» Stored records:
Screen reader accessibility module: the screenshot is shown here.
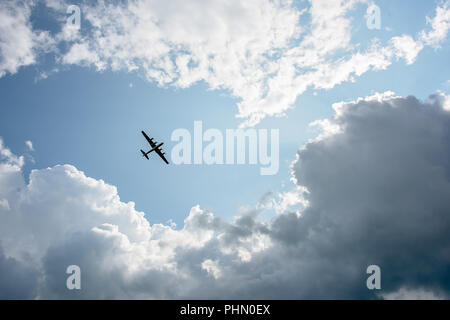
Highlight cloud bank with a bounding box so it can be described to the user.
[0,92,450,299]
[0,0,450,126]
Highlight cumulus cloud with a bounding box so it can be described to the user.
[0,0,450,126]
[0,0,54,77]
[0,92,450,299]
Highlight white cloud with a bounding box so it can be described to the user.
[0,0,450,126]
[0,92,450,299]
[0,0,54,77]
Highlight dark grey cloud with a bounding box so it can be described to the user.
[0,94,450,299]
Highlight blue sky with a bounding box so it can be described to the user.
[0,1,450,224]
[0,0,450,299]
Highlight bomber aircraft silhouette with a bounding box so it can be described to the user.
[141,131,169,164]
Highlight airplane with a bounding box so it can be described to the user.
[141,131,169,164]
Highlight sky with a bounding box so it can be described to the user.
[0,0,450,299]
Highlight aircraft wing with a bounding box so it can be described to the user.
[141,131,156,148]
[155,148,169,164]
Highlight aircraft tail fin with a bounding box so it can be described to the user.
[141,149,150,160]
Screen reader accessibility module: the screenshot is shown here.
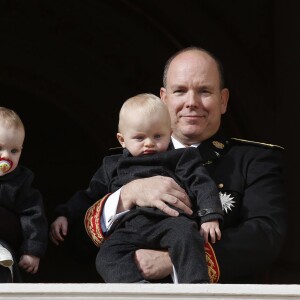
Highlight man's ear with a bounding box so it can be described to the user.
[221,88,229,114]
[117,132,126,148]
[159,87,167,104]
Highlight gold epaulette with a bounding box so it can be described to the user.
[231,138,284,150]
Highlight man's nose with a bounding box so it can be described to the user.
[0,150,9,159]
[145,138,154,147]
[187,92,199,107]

» Exercise description: Pick out each line in the items above that contains the string "cloud", treating uppercase and lowercase letters as different.

» Response to this exercise:
Highlight cloud bank with a bounding box so it can be described to the user.
Highlight cumulus cloud with a bounding box so it can be described to the user.
Highlight white cloud with a bounding box so it can be described to the user.
Highlight dark grey cloud with a bounding box so it can be described to the user.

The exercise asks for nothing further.